_INSTRUCTION_:
Tally the lines in the entries below that contain the word "tree", treating case as significant, and give only that number.

_RECORDS SUPPLIED_:
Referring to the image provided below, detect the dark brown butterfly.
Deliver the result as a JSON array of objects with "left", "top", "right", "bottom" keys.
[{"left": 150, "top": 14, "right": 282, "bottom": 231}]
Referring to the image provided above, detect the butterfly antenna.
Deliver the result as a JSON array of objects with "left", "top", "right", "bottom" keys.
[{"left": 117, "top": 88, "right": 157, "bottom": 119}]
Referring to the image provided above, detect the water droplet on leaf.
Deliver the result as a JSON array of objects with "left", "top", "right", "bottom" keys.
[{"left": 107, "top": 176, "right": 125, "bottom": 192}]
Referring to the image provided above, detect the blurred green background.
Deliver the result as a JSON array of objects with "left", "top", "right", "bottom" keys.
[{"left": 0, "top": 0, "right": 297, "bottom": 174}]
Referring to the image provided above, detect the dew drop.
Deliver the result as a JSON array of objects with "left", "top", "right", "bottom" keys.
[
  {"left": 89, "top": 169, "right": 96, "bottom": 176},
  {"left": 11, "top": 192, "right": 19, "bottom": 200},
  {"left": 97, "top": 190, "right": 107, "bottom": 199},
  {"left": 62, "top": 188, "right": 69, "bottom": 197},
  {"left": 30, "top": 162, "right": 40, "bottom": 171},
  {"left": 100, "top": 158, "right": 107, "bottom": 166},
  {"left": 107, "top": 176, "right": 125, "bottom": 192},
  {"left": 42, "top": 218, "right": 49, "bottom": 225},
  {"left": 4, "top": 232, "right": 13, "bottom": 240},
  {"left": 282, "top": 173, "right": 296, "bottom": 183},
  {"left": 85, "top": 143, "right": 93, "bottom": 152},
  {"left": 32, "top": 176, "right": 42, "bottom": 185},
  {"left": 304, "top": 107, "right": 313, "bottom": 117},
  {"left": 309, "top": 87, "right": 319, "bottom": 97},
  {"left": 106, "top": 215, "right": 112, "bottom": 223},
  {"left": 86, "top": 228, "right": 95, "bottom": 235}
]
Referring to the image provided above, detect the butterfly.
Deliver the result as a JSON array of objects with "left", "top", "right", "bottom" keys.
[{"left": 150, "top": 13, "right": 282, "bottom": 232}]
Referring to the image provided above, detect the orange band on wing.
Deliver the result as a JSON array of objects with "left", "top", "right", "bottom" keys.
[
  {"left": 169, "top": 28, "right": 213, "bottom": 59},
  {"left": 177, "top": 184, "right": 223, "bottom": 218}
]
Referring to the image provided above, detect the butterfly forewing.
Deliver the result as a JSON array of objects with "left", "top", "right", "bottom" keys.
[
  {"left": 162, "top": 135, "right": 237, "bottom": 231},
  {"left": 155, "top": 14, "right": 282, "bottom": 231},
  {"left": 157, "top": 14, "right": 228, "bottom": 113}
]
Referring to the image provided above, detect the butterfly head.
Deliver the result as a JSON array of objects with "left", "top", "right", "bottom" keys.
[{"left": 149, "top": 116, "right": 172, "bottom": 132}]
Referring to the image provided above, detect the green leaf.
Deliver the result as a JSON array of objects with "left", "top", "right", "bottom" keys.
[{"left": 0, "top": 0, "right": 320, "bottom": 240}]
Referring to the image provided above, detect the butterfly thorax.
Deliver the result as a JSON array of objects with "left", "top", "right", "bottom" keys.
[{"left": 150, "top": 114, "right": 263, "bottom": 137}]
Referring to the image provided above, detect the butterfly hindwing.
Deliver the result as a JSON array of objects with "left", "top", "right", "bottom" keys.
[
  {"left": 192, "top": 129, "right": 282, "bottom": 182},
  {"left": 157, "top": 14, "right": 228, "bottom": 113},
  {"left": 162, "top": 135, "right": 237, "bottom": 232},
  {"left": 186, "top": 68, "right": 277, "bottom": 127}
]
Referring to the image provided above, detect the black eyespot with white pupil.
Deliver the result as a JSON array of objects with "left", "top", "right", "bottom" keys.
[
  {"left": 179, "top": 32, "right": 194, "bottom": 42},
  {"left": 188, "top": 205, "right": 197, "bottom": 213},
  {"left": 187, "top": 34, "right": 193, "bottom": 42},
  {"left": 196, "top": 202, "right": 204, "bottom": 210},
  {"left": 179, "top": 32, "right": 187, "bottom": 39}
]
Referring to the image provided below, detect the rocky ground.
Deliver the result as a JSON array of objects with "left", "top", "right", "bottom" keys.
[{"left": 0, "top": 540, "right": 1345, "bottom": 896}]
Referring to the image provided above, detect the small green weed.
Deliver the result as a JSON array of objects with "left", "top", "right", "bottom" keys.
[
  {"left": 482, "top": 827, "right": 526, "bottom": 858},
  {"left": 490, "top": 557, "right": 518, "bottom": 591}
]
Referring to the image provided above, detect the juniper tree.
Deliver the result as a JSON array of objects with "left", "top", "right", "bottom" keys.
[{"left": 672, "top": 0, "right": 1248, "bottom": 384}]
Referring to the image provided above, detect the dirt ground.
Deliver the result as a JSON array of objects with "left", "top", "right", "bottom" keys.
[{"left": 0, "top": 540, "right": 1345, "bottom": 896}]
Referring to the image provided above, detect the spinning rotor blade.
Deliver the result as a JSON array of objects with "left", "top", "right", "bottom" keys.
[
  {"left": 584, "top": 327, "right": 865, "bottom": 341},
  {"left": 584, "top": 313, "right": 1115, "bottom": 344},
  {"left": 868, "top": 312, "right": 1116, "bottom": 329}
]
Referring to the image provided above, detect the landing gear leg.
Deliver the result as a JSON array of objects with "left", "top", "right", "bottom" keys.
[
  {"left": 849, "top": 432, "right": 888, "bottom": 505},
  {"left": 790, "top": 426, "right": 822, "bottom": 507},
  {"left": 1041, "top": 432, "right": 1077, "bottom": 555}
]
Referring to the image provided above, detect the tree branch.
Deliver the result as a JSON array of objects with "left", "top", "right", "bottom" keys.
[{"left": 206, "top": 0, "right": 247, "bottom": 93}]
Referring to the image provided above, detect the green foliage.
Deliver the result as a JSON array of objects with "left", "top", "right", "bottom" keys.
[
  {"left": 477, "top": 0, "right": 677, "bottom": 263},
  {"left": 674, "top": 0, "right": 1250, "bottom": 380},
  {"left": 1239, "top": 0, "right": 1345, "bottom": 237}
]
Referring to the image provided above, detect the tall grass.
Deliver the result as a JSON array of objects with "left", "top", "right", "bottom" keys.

_SOLUTION FOR THIS PROBLEM_:
2